As seen in Esperanto publications, attendance sheets, and photographs like that of the Eighth World Esperanto Congress in Krakow in 1912 pictured above, women were visibly prominent in local and international Esperanto events. For the Seventh Esperanto World Congress that took place in Antwerp in 1911, sixty-five out of the one-hundred-six Scottish attendees were women. While we do not have access to the photograph that the British Esperantist records as being taken for the Antwerp Congress or Dundee Congress in 1911, we can gather the lives of Scottish Esperantists from local archives, newspapers, census records, and postcards. While John Beveridge is a well-known historical actor for a twentieth-century Scottish Esperantist, his accomplished daughters Lois and Heather receive no such recognition. One a teacher and the other a chemist, Lois and Heather were active Esperantists locally and internationally who were frequently recorded in local Scottish newspapers for their various Esperanto endeavors.
Two of John Beveridge and Alice Henderson’s five children, Lois and Heather were both born in Stow, Midlothian. Heather was born on 27 December 1886, while Lois was born around 1889 according to the enumerator sheets from the 1911 Census of Scotland where Lois is recorded as twenty-two years old. Lois lived with her father, her mother, and their servant Maria Seriatwife from Holland in a ten-room house at 8 Magdalen Park Road, Dundee in 1911.

Annotation records

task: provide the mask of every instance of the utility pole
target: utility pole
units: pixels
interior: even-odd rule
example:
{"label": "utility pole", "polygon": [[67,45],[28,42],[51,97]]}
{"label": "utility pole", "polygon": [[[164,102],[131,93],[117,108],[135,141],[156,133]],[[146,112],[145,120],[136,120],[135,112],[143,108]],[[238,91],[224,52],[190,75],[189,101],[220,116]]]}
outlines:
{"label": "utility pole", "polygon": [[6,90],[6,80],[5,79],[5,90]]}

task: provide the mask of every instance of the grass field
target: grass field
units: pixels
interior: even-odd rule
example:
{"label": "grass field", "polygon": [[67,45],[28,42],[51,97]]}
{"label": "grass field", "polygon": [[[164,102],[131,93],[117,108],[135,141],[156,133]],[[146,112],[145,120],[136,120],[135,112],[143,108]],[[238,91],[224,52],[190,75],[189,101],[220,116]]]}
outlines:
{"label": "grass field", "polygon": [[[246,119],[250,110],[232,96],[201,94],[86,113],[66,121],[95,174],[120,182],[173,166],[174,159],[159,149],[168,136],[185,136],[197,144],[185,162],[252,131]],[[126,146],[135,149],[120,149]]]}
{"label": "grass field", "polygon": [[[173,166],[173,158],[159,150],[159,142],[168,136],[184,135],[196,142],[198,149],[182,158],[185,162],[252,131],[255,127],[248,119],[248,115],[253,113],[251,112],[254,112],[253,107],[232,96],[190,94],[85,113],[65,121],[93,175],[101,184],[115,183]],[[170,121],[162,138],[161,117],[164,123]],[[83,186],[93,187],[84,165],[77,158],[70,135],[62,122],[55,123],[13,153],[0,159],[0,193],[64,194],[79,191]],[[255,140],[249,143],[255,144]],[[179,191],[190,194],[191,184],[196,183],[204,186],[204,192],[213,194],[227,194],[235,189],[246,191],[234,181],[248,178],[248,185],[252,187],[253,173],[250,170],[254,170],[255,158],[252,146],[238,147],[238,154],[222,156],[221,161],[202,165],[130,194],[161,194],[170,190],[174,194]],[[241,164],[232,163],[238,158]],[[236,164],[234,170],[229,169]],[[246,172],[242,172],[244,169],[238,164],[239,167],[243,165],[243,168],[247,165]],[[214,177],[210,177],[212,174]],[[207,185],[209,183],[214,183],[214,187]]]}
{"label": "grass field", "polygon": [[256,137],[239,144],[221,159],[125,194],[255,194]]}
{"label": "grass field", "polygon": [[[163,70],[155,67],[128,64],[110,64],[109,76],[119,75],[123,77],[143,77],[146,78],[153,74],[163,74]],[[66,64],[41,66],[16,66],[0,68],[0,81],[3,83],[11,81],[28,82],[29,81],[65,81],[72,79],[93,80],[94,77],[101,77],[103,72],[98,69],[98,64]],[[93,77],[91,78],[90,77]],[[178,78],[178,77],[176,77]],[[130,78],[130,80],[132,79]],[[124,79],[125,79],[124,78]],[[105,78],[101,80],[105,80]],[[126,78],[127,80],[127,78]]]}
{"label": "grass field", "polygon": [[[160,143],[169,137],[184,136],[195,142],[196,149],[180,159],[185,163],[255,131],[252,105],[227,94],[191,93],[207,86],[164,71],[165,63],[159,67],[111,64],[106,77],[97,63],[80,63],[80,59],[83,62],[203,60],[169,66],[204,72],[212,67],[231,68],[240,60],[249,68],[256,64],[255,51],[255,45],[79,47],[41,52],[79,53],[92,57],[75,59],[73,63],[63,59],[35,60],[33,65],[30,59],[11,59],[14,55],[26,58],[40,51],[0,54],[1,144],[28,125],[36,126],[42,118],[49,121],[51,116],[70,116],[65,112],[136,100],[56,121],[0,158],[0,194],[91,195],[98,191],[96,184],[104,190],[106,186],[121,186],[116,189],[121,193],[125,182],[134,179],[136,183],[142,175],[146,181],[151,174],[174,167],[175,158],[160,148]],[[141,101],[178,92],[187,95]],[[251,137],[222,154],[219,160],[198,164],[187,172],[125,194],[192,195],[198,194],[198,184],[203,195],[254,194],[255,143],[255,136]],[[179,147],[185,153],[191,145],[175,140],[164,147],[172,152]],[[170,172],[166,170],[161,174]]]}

▸ What to produce: Return the stretch of the passage on Scottish Esperantists from "Two of John" through "Dundee in 1911.", copied word for word. The material has nothing to do with the passage on Scottish Esperantists.

▸ Expected answer:
Two of John Beveridge and Alice Henderson’s five children, Lois and Heather were both born in Stow, Midlothian. Heather was born on 27 December 1886, while Lois was born around 1889 according to the enumerator sheets from the 1911 Census of Scotland where Lois is recorded as twenty-two years old. Lois lived with her father, her mother, and their servant Maria Seriatwife from Holland in a ten-room house at 8 Magdalen Park Road, Dundee in 1911.